* Your task *
Would you return every entry below exactly as written, without its images?

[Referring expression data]
.....

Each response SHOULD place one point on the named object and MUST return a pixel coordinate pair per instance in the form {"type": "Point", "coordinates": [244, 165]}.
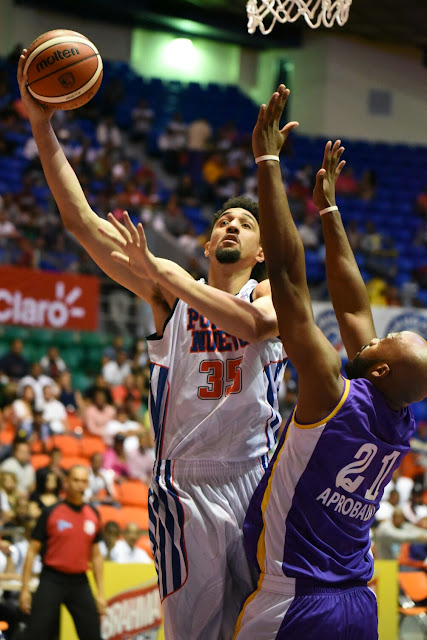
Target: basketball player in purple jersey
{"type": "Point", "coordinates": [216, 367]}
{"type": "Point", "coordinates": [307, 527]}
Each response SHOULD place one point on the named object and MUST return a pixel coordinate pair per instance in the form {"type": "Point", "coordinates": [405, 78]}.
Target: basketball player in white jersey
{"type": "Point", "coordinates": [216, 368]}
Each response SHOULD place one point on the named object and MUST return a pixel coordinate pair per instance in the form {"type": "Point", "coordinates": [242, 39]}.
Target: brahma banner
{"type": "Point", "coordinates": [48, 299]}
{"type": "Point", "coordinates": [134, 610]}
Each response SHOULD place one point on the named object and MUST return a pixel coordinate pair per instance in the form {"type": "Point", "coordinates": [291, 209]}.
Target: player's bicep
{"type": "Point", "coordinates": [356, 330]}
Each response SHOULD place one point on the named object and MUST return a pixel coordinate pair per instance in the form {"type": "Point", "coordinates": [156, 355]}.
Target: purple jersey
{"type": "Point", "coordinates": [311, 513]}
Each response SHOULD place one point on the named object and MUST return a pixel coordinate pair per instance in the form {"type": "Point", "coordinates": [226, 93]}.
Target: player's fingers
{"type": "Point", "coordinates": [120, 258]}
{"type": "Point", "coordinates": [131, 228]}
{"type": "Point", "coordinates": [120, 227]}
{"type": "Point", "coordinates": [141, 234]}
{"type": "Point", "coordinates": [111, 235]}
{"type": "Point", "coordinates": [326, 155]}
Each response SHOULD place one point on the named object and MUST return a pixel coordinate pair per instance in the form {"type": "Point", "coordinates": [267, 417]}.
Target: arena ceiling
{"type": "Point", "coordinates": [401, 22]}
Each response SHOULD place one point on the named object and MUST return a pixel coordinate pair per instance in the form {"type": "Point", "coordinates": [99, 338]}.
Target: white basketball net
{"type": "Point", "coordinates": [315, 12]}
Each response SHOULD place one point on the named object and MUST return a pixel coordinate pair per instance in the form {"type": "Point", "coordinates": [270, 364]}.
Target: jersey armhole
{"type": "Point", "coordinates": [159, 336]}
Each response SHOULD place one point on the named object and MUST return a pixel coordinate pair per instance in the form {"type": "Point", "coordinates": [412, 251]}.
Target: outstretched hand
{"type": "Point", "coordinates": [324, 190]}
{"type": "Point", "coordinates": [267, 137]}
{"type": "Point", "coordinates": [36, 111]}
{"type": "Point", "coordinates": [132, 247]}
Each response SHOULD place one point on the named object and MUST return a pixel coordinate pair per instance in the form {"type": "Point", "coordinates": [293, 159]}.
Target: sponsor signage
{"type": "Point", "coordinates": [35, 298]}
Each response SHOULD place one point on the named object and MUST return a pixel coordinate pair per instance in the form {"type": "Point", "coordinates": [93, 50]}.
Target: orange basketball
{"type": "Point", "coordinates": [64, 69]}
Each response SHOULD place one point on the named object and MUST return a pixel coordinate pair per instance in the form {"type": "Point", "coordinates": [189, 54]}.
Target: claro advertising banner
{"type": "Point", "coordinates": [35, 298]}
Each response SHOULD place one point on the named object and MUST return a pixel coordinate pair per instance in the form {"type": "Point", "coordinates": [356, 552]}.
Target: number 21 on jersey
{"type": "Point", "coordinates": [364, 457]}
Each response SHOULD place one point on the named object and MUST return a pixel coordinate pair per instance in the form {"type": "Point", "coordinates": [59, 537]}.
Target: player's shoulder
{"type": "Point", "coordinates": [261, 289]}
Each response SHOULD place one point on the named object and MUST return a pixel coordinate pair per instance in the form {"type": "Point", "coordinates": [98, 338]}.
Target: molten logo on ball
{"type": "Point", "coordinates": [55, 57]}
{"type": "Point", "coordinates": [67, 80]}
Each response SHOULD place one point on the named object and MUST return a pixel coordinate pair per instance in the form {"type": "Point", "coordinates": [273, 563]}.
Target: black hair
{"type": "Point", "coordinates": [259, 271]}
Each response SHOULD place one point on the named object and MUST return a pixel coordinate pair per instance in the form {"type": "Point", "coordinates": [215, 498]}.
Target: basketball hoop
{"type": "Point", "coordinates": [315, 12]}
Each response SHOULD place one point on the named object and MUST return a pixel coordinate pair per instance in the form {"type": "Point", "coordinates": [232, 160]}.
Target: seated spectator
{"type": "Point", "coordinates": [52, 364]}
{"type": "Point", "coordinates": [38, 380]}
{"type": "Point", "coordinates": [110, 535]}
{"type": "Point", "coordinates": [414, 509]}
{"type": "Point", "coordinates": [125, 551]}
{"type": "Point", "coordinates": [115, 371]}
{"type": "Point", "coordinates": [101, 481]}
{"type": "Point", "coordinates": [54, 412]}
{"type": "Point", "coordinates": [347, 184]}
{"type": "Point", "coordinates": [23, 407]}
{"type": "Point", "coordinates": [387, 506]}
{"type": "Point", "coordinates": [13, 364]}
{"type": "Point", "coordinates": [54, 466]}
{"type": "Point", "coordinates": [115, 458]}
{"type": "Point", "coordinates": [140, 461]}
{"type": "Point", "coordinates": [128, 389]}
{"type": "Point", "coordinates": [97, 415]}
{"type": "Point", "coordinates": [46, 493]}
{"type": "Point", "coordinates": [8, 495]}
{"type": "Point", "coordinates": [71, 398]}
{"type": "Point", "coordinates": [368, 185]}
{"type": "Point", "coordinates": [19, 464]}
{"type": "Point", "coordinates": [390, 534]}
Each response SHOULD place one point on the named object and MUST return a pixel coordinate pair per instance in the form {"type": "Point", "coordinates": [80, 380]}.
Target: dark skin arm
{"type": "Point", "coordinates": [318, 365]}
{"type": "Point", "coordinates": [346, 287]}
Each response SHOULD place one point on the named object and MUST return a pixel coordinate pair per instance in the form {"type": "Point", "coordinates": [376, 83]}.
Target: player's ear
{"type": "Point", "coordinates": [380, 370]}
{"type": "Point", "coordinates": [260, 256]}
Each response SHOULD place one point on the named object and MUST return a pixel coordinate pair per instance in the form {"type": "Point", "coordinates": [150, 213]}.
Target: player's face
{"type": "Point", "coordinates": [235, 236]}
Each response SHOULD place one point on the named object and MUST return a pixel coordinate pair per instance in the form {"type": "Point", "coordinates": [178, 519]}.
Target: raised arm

.....

* Task response *
Each response SHOULD place one point on the named object and MUST return a pixel coordinate pair per instance in the form {"type": "Point", "coordinates": [244, 165]}.
Target: basketball player in purple jersey
{"type": "Point", "coordinates": [216, 367]}
{"type": "Point", "coordinates": [307, 527]}
Each response SHOULD place one point on the named object and MUST return a pixel coordinate pair per instance in the form {"type": "Point", "coordinates": [405, 78]}.
Target: basketball player in white jersey
{"type": "Point", "coordinates": [216, 368]}
Each response SHOULD place one point on the named object and MUST return a pixel coordinate pair per instance in the form {"type": "Point", "coordinates": [242, 39]}.
Target: brahma banner
{"type": "Point", "coordinates": [48, 299]}
{"type": "Point", "coordinates": [134, 610]}
Each response SHOULD place one point on the named object and MUST return a pixel coordinate pair per instance in the form {"type": "Point", "coordinates": [291, 209]}.
Target: player's bicep
{"type": "Point", "coordinates": [356, 330]}
Each response SHOULD place one point on the named object and MUST return a pixel coordinate pair per instance in the form {"type": "Point", "coordinates": [156, 355]}.
Target: purple jersey
{"type": "Point", "coordinates": [311, 513]}
Each response SHOULD place one point on the named object and MUST return a pixel coordinate pair per instance in the form {"type": "Point", "coordinates": [226, 93]}.
Target: player's fingers
{"type": "Point", "coordinates": [120, 258]}
{"type": "Point", "coordinates": [131, 228]}
{"type": "Point", "coordinates": [120, 227]}
{"type": "Point", "coordinates": [141, 234]}
{"type": "Point", "coordinates": [111, 235]}
{"type": "Point", "coordinates": [326, 155]}
Each response SHOULD place one point on the named object and MUST return a pixel coordinate pair per instance in the form {"type": "Point", "coordinates": [267, 417]}.
Target: arena ceiling
{"type": "Point", "coordinates": [401, 22]}
Each response SHOULD place one point on the named object and MUST return a pixel coordinate pair per instance in the form {"type": "Point", "coordinates": [99, 338]}.
Target: white basketball net
{"type": "Point", "coordinates": [315, 12]}
Each response SHOULD place one point on the named object and MUST return a pixel coordinate pair per instance in the form {"type": "Point", "coordinates": [270, 364]}.
Target: jersey armhole
{"type": "Point", "coordinates": [159, 336]}
Each response SHOULD place one point on the named object and MUST return a pixel coordinate pair per instance in the form {"type": "Point", "coordinates": [412, 251]}.
Target: outstretched hand
{"type": "Point", "coordinates": [324, 190]}
{"type": "Point", "coordinates": [267, 137]}
{"type": "Point", "coordinates": [36, 111]}
{"type": "Point", "coordinates": [132, 247]}
Each response SHOULD place one point on the named object and MUST return a pixel coordinate pair per instance in the form {"type": "Point", "coordinates": [293, 159]}.
Target: sponsor signage
{"type": "Point", "coordinates": [35, 298]}
Each response SHOULD place one point on the named object and MUST return a pixel coordinate pair per instance in the form {"type": "Point", "coordinates": [93, 50]}.
Target: orange basketball
{"type": "Point", "coordinates": [64, 69]}
Each response SHOULD place one point on the named object and MUST return a pixel coordinate pair per instance in the form {"type": "Point", "coordinates": [189, 54]}.
Target: claro advertising banner
{"type": "Point", "coordinates": [35, 298]}
Each response SHOULD place one point on the named object and MUST return a pixel coordinate pair per instance in the form {"type": "Point", "coordinates": [356, 552]}.
Target: number 21 on jersey
{"type": "Point", "coordinates": [364, 457]}
Each response SHOULD place one point on the named object and MUST return a pixel coordinate pair per instance in the form {"type": "Point", "coordinates": [59, 537]}.
Target: player's shoulder
{"type": "Point", "coordinates": [261, 289]}
Each response SHOULD place one point on the named object and MUST return a pixel coordinate pair per instance in the form {"type": "Point", "coordinates": [98, 338]}.
Target: molten logo on ball
{"type": "Point", "coordinates": [55, 57]}
{"type": "Point", "coordinates": [67, 80]}
Each response SHOULD place one point on the named object and MUST return a pixel coordinate pair per instance in the form {"type": "Point", "coordinates": [273, 563]}.
Target: black hair
{"type": "Point", "coordinates": [259, 271]}
Each response SHOULD place one point on the named object and MUST return a pixel coordinate pair per instance in the form {"type": "Point", "coordinates": [215, 498]}.
Target: basketball hoop
{"type": "Point", "coordinates": [315, 12]}
Each response SHOULD place one point on the named object and MUST return a pixel coordinate pair per instance in the form {"type": "Point", "coordinates": [232, 160]}.
Target: seated spectator
{"type": "Point", "coordinates": [52, 364]}
{"type": "Point", "coordinates": [38, 380]}
{"type": "Point", "coordinates": [110, 535]}
{"type": "Point", "coordinates": [414, 509]}
{"type": "Point", "coordinates": [125, 551]}
{"type": "Point", "coordinates": [115, 371]}
{"type": "Point", "coordinates": [101, 481]}
{"type": "Point", "coordinates": [54, 412]}
{"type": "Point", "coordinates": [347, 184]}
{"type": "Point", "coordinates": [23, 407]}
{"type": "Point", "coordinates": [387, 506]}
{"type": "Point", "coordinates": [13, 364]}
{"type": "Point", "coordinates": [54, 466]}
{"type": "Point", "coordinates": [115, 458]}
{"type": "Point", "coordinates": [140, 461]}
{"type": "Point", "coordinates": [128, 389]}
{"type": "Point", "coordinates": [97, 415]}
{"type": "Point", "coordinates": [46, 493]}
{"type": "Point", "coordinates": [8, 495]}
{"type": "Point", "coordinates": [71, 398]}
{"type": "Point", "coordinates": [368, 185]}
{"type": "Point", "coordinates": [19, 464]}
{"type": "Point", "coordinates": [390, 534]}
Each response SHOULD place one point on the named object and MUST return a pixel coordinate pair per instance in the form {"type": "Point", "coordinates": [80, 380]}.
Target: dark skin arm
{"type": "Point", "coordinates": [318, 365]}
{"type": "Point", "coordinates": [346, 287]}
Each response SHOULD place one point on the named object and MUST return a pixel coordinate pair per instance in the form {"type": "Point", "coordinates": [376, 83]}.
Target: player's ear
{"type": "Point", "coordinates": [380, 370]}
{"type": "Point", "coordinates": [260, 256]}
Each response SHOULD place one point on the named object and MUST return a pixel coordinate pair per instance in the form {"type": "Point", "coordinates": [150, 213]}.
Target: player's face
{"type": "Point", "coordinates": [235, 236]}
Each response SHOULD place one point on the named object and MUST return a pixel coordinate pair per instance in the form {"type": "Point", "coordinates": [178, 519]}.
Target: raised arm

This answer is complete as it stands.